A recent study, led by Robert Carpenter, a professor at the London School of Hygiene and Tropical Medicine, has found that bed-sharing increases the risk of Sudden Infant Death Syndrome for fivefold for infants under three months old.
Published in the current online edition of the journal BMJ Open, the study authors wrote that, “Eighty-eight percent of the deaths that occurred while bed-sharing would probably not have occurred had the baby been placed on its back in a cot by the parents’ bed.”
The debate of co-sleeping has been long and strong. Battling the American Academy of Pediatrics, who call the practice “hazardous” with many who say it’s common around the globe with few dire outcomes. Many siting Japanese parents (or grandparents) who often sleep in proximity with their children until they are teenagers, referring to this arrangement as a river – the mother is one bank, the father another, and the child sleeping between them is the water.
Japan has the lowest SIDS rates in the world (between .2 and .3 babies per 1000 live births compared with approximately .5 per 1000 infants for the US).
What’s unique about this recent study is how factors like drugs, alcohol, smoking, and the kind of bedding can dramatically change outcomes.
The study involved data on 1,472 SIDS cases and 4,679 “controls” published in five different sets of data from the United Kingdom, Europe and Australasia.
British researchers noted that even if parents do not drink, use illegal drugs or smoke, bed-sharing increases the risk for SIDS. They advised that rates of SIDS, which is a major cause of infant death in developed countries, would drop dramatically if parents did not sleep with their babies.
In the United States, all parents are advised to not sleep with infants less than 3 months old. However, in England only certain parents, such as those who smoke, drink or use drugs, are advised to do the same. Based on their findings, the researchers said a stronger stance against bed-sharing for infants is needed in that country.
The researchers added that even among very low-risk breast-fed babies, 81 percent of SIDS deaths in infants under the age of 3 months could have been prevented by not co-sleeping. In cases where neither parent smoked, the baby was breast-fed and the mother did not drink or take drugs, the risk for SIDS was still five times higher than if the baby slept in a crib next to the parents’ bed. The study authors pointed out that the parents of 22 percent of the infants who died from SIDS had been sleeping with their child at the time of death.
The risk for SIDS drops as babies get older. Still, they noted, the risk was much higher if either parent smoked, or if the mother had at least two drinks within 24 hours or had used illegal drugs, such as marijuana, at any time since the baby was born.
Over the past decade, there has been a significant increase in co-sleeping; the study authors estimated that about half of SIDS cases occur while co-sleeping.
“We do not suggest that babies should not be brought into the parent’s bed for comfort and feeding,” the researchers wrote. “This has been investigated in previous studies and has not been found to be a risk factor, provided the infant is returned to his or her own crib for sleep.”

* [Material supplied]

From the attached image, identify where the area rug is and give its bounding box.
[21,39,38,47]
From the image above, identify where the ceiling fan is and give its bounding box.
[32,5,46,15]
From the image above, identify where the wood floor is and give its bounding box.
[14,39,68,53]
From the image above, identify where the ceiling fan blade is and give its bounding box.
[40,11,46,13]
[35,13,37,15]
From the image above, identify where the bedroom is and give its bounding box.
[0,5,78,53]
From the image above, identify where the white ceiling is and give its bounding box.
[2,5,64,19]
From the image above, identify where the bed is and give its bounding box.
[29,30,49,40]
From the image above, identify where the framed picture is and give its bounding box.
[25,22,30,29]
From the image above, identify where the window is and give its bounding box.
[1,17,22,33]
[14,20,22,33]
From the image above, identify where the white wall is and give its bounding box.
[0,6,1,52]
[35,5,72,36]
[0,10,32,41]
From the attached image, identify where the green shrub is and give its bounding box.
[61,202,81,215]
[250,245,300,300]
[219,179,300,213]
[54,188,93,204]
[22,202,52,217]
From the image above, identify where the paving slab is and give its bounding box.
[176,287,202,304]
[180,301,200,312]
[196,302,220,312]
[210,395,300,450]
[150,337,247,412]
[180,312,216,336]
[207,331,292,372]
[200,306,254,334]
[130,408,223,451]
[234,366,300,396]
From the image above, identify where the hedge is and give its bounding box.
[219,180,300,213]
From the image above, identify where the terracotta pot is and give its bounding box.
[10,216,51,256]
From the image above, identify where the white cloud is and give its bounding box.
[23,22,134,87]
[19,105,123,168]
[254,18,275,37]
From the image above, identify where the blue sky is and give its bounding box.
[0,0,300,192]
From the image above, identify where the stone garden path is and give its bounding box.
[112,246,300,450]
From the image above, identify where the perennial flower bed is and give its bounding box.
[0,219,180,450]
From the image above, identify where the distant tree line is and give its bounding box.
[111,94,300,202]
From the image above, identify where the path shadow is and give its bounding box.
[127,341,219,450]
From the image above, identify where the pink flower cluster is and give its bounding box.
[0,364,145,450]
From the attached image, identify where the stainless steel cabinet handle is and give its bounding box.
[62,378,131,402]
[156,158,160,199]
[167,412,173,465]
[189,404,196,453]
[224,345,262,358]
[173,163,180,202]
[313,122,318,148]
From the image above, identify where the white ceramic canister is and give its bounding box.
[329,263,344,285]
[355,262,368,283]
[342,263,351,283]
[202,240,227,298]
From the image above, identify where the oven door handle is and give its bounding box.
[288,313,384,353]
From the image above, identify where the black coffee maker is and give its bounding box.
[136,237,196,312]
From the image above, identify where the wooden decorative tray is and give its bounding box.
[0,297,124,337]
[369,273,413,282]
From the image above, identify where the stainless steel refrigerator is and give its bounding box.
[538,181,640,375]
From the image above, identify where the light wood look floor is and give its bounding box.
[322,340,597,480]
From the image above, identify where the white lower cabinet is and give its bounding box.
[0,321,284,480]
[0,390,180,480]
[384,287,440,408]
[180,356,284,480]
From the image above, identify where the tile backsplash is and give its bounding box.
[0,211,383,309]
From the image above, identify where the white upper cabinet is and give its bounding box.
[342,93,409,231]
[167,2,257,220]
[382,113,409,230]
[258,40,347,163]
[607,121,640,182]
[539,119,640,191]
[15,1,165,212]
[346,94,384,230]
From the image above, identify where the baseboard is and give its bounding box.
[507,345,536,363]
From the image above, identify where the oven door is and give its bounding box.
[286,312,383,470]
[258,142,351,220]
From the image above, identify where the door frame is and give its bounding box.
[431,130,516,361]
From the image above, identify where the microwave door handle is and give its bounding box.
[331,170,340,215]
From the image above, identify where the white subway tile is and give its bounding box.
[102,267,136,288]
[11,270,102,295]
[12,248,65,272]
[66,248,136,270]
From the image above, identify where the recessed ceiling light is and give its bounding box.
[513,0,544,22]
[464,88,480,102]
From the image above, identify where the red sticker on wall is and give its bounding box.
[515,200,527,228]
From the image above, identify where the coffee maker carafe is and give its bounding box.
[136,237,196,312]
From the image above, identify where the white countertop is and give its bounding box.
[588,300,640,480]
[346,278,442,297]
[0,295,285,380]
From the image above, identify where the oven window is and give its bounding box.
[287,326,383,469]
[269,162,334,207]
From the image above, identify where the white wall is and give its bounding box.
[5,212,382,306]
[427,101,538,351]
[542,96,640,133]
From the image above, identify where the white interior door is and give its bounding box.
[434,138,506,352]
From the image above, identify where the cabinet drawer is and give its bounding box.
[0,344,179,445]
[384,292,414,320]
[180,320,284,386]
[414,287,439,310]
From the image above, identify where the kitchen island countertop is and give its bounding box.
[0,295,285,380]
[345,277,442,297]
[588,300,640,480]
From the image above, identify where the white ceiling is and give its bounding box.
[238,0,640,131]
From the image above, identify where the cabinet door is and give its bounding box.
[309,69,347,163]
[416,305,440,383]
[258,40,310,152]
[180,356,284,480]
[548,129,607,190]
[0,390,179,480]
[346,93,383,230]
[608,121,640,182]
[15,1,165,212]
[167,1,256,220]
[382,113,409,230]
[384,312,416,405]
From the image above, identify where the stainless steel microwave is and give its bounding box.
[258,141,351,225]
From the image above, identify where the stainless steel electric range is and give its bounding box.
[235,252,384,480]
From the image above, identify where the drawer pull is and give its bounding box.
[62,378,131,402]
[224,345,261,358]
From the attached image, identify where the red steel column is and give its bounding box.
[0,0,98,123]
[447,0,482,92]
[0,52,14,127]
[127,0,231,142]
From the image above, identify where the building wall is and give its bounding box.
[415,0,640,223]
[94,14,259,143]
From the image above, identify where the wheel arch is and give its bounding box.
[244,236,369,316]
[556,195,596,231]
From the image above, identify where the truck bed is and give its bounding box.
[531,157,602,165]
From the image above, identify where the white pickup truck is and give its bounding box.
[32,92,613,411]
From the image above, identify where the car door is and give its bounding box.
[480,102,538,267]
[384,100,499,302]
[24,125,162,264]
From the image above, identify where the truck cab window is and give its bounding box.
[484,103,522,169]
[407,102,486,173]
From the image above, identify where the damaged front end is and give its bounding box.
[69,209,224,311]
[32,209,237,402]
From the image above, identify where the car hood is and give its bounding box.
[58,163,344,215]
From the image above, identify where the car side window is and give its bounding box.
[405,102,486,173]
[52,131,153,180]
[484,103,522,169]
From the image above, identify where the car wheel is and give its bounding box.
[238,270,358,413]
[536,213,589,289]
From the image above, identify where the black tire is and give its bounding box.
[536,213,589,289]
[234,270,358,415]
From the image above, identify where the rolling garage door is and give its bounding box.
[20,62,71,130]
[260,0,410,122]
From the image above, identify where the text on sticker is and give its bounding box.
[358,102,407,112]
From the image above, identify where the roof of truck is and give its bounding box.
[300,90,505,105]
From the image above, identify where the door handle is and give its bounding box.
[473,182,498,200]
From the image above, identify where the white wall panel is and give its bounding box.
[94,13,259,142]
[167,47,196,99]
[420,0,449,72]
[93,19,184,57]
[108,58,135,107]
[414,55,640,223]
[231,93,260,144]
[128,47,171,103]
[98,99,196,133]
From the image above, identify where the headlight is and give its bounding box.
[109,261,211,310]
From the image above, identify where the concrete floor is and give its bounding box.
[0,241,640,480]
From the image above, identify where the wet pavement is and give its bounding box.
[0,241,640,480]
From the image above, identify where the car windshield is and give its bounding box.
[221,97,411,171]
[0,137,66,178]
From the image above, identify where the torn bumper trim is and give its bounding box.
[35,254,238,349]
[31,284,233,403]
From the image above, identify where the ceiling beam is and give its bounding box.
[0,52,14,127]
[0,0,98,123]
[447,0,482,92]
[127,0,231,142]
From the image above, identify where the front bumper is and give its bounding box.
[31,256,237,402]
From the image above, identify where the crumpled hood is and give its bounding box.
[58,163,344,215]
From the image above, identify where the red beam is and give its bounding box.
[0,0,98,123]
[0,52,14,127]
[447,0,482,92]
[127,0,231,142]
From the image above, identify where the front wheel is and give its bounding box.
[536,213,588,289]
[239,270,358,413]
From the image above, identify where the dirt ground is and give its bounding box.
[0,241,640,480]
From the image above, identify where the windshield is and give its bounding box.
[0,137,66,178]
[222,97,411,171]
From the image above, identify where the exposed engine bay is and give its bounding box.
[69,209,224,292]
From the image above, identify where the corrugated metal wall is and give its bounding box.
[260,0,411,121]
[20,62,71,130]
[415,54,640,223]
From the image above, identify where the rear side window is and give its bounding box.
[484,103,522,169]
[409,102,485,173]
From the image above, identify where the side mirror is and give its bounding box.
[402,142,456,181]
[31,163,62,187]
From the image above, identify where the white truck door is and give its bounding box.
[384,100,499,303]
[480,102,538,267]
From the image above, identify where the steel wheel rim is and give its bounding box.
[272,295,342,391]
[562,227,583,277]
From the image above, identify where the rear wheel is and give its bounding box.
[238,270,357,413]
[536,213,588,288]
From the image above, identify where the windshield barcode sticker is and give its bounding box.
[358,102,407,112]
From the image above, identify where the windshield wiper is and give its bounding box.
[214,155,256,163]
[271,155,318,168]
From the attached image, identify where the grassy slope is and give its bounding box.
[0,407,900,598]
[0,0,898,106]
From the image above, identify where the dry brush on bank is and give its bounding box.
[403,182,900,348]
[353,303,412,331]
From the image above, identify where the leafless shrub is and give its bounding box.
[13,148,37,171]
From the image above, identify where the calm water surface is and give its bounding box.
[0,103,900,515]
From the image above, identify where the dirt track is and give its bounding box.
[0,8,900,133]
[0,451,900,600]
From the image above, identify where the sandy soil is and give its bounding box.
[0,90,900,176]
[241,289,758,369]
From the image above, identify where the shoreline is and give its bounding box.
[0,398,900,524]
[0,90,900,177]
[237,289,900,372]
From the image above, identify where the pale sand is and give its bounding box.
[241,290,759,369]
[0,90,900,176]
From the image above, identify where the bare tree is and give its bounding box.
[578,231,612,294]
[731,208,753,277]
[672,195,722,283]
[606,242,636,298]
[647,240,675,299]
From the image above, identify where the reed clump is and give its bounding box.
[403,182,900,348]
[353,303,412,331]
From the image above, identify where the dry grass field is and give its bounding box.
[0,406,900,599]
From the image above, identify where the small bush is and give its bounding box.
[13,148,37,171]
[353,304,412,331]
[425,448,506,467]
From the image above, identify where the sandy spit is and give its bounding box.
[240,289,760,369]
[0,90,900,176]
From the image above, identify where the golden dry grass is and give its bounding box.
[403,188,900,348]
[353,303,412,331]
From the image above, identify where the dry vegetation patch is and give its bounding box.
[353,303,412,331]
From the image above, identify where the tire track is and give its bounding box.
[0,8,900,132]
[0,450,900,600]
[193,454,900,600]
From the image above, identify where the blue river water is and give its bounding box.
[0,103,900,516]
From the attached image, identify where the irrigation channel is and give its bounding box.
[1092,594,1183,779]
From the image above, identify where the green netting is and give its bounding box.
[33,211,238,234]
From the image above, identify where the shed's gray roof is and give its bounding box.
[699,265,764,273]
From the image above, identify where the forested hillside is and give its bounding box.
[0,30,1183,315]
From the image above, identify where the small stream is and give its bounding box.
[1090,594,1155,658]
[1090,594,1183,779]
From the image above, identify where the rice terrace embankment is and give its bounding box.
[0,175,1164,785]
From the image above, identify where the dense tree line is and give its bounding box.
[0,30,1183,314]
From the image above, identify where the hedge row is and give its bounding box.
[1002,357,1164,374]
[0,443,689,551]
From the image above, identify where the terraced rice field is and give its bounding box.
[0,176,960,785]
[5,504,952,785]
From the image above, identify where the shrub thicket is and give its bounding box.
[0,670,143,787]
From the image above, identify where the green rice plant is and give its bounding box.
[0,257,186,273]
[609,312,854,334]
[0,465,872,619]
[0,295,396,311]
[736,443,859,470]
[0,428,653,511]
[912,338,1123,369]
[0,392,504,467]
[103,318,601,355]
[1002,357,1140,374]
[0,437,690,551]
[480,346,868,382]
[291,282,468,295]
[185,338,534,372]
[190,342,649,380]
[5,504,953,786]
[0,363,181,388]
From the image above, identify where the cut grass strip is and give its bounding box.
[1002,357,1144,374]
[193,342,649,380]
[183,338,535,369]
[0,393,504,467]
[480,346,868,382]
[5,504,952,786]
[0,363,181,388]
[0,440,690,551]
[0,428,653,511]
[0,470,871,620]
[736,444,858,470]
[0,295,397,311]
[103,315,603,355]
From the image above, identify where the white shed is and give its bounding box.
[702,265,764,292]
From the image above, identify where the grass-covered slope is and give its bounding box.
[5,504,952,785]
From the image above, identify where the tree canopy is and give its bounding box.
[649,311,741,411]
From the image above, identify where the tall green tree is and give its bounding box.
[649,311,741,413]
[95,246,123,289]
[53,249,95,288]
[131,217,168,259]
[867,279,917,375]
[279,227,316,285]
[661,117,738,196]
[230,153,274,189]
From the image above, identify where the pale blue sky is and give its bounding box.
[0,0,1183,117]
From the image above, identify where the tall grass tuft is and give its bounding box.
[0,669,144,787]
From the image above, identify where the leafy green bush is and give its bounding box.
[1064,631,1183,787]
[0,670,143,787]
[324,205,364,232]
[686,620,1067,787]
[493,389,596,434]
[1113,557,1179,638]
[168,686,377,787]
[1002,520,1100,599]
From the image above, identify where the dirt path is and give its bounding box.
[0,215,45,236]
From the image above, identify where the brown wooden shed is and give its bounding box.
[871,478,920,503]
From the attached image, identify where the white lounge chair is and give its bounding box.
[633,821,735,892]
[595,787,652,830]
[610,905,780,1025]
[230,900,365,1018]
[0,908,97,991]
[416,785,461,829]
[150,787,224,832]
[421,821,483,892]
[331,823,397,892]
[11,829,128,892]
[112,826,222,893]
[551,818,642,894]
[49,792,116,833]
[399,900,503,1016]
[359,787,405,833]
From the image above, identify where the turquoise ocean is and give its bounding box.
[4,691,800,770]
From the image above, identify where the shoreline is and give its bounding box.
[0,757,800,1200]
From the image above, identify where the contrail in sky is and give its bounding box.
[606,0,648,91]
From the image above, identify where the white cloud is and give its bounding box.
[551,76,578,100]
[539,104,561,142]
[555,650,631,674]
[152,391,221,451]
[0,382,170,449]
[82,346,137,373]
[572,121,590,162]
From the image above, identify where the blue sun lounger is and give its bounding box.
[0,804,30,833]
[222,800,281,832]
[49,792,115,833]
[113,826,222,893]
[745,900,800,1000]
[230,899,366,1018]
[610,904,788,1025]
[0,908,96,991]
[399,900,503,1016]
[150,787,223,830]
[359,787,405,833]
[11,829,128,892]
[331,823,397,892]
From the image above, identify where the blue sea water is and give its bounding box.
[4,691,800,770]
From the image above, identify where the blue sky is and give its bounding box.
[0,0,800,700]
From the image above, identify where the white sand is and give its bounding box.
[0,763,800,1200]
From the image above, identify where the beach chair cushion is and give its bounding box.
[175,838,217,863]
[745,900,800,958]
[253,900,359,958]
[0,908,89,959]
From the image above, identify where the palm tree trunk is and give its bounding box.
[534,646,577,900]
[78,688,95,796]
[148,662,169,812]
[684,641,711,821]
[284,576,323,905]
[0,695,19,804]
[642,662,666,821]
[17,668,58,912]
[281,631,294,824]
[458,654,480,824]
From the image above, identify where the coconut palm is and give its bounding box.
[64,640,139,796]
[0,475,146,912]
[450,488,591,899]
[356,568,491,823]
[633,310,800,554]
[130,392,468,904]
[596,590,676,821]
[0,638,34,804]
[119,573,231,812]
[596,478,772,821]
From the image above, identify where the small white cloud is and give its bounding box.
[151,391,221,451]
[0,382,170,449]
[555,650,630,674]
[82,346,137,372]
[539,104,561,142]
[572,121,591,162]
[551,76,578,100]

* [What to produce] Please list the factors that the SIDS article says can dramatically change outcomes.

* [Response]
- Drugs
- Alcohol
- Smoking
- The kind of bedding